Job: From the passage on the liquid crystal sealant, pull out the part that begins at the words "[0046] In one" and stops after "crystal display panel.", copying it exactly.

The appropriate amount of addition need be selected according to
both the effect of the liquid crystal with a halogen bond of an
azopyridine derivative on the curing result and the action of the
liquid crystal with a halogen bond of an azopyridine derivative for
orienting liquid crystal molecules. For example, in one embodiment,
the mass content of the liquid crystal with a halogen bond of an
azopyridine derivative in the sealant is about 1-10%.
[0045] In one embodiment, the bulk comprises an ultraviolet curable
component. As described above, the liquid crystal with a halogen
bond of an azopyridine derivative can exhibit isotropic under
irradiation of ultraviolet light, and thus is well compatible with
the bulk of the sealant. Therefore, in the case where the
ultraviolet curable component is contained in the bulk, the liquid
crystal with a halogen bond of an azopyridine derivative will be
well dissolved in the bulk of the sealant during the ultraviolet
curing.
[0046] In one embodiment, the bulk further comprises a thermally
curable component. In this case, for example, the sealant can be
further cured by thermal curing to increase the cure ratio of the
sealant. For example, the thermal curing may be carried out before
or after UV curing.
[0047] Another aspect of an embodiment of the present disclosure
provides a method for manufacturing a liquid crystal display panel.
For example, referring to FIGS. 3a and 3b, the method
comprises:
providing an array substrate 100, an opposite substrate 200 and a
liquid crystal layer between the array substrate 100 and the
opposite substrate 200; providing a sealant 2 between the array
substrate 100 and the opposite substrate 200; and curing the
sealant 2 to seal the liquid crystal layer between the array
substrate 100 and the opposite substrate 200; wherein the sealant 2
comprises a bulk and a component that induces orientation of a
liquid crystal molecule and is mixed in the bulk.

Listing:
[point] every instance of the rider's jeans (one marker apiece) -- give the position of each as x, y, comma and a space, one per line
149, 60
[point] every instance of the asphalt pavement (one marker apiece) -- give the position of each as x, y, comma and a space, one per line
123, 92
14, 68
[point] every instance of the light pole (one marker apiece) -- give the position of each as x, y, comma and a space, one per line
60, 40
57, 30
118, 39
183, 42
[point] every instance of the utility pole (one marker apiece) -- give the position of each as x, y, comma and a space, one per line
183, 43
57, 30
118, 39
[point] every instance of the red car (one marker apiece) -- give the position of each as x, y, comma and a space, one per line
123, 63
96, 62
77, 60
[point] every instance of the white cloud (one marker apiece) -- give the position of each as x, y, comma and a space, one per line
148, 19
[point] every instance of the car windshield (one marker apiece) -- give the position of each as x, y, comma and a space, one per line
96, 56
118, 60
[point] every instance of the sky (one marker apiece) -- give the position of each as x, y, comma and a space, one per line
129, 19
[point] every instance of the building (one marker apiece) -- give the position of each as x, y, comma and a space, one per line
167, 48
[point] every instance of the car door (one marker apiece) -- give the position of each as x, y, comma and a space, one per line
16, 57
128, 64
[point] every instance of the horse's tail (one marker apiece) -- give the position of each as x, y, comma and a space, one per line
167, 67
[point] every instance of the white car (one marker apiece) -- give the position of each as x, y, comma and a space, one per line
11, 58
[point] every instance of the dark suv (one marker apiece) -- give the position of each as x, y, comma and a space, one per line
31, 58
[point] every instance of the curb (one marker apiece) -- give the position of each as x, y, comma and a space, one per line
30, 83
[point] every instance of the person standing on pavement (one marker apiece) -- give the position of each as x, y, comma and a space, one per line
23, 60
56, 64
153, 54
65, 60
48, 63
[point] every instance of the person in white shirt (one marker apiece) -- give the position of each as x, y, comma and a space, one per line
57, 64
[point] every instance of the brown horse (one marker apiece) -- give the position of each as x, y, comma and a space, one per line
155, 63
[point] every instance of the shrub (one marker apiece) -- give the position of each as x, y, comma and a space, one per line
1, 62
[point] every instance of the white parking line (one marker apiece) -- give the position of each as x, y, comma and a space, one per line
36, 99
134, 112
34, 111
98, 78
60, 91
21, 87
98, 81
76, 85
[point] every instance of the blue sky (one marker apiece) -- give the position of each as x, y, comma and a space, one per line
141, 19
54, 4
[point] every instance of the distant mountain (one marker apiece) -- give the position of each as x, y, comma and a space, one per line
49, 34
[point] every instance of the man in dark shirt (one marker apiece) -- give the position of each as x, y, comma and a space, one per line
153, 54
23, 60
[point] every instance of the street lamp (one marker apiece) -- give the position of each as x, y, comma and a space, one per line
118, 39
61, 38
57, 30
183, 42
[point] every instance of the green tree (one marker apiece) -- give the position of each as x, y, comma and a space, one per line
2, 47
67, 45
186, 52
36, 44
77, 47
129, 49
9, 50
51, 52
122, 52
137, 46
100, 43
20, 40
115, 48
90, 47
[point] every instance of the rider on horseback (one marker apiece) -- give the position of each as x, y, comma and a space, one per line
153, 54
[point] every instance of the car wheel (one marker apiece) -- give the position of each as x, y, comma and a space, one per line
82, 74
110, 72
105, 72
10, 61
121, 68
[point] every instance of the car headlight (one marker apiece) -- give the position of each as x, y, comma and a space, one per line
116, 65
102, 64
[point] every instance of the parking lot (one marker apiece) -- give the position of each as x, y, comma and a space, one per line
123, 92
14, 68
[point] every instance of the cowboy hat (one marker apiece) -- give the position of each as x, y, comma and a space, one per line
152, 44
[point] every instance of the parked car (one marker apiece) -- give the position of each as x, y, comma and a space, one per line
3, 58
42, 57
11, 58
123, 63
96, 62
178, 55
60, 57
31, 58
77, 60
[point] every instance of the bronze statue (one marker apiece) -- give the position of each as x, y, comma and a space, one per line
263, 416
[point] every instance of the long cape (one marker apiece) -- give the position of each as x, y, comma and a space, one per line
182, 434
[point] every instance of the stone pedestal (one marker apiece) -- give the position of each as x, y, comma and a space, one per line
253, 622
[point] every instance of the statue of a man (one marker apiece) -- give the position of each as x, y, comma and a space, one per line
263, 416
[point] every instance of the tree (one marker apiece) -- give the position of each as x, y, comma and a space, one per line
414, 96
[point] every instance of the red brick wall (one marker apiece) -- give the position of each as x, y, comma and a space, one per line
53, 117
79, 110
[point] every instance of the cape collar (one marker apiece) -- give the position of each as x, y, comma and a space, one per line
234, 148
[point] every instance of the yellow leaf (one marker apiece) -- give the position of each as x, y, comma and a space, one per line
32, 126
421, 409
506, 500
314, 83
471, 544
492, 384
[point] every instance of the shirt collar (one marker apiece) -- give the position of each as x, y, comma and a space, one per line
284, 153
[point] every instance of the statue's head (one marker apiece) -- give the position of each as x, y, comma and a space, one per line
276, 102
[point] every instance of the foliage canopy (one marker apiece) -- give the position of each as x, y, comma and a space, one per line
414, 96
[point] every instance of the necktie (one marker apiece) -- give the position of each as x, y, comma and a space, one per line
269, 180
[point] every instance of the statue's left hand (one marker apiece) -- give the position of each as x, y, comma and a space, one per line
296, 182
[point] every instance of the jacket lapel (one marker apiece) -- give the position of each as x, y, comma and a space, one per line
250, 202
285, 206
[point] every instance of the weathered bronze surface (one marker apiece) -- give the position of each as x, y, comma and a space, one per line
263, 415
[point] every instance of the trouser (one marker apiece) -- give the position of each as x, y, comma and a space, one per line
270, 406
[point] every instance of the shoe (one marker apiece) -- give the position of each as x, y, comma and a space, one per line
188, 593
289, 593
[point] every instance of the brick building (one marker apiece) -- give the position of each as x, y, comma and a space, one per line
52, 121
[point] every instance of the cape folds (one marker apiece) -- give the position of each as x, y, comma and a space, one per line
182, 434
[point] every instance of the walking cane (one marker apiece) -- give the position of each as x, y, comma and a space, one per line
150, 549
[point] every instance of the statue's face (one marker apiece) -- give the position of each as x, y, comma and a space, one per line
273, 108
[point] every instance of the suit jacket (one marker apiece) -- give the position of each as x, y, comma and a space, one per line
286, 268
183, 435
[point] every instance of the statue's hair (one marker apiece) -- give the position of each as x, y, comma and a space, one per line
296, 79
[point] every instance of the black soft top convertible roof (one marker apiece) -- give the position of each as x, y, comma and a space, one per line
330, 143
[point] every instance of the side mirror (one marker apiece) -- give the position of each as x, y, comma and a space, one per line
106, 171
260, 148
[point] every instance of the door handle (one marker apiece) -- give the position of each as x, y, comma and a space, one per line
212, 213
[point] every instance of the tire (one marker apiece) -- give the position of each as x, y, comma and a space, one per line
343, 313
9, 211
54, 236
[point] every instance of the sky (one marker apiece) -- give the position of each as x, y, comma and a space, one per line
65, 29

Answer to this problem:
[0046] In one embodiment, the bulk further comprises a thermally
curable component. In this case, for example, the sealant can be
further cured by thermal curing to increase the cure ratio of the
sealant. For example, the thermal curing may be carried out before
or after UV curing.
[0047] Another aspect of an embodiment of the present disclosure
provides a method for manufacturing a liquid crystal display panel.